* Exercise instructions
Write the items from the line with "Could you please locate the woman" to the line with "<point>330,27</point>" as a two-column CSV with the headers item_text and answer, one row per item. Put each item's text and its full answer in one quoted field each, with line breaks turned into spaces.

---

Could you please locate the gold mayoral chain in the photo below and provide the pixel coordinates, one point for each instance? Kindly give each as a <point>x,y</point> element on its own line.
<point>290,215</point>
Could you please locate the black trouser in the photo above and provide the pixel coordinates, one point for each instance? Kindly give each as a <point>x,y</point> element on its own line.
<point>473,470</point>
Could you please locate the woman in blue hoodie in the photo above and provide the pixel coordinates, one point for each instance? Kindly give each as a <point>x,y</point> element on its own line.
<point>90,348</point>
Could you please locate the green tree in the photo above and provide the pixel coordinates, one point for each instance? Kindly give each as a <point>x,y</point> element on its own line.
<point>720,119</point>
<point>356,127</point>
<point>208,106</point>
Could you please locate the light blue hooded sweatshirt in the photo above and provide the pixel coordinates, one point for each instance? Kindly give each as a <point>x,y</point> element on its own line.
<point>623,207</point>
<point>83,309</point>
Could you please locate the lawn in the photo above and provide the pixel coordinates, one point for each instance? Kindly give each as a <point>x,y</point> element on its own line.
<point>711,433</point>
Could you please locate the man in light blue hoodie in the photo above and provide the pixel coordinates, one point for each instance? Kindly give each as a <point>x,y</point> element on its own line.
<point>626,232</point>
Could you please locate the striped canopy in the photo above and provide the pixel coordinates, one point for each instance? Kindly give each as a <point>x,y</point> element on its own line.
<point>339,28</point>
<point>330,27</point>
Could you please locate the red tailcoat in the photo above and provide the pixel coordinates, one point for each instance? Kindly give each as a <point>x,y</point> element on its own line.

---

* Exercise result
item_text,answer
"Could you please locate the woman in blue hoodie in the photo above and provide the pixel coordinates, one point for each instance? Kindly give each as a <point>x,y</point> element on its own line.","<point>90,348</point>"
"Could you please locate the green tree in the photo above and provide the pixel coordinates, one point for each instance? Kindly give each as a <point>x,y</point> element on its own line.","<point>720,119</point> <point>356,127</point> <point>208,106</point>"
"Could you please locate the light blue hooded sweatshirt in the photo above and provide the pixel coordinates, one point for each instance? Kindly give each as a <point>x,y</point> element on its own line.","<point>623,207</point> <point>83,309</point>"
"Could you please locate the lawn in the photo above and provide the pixel coordinates, one point for each instance? Kindly give each as a <point>x,y</point> element on its own line.","<point>711,433</point>"
"Could you please locate the man in light blue hoodie in the photo above and provide the pixel coordinates, one point for each instance? Kindly give each as a <point>x,y</point> element on its own line.","<point>626,232</point>"
"Could you please locate the striped canopy in the photo above and provide the pixel coordinates, one point for each instance? Kindly give each as a <point>x,y</point> element on its own line.","<point>339,28</point> <point>330,27</point>"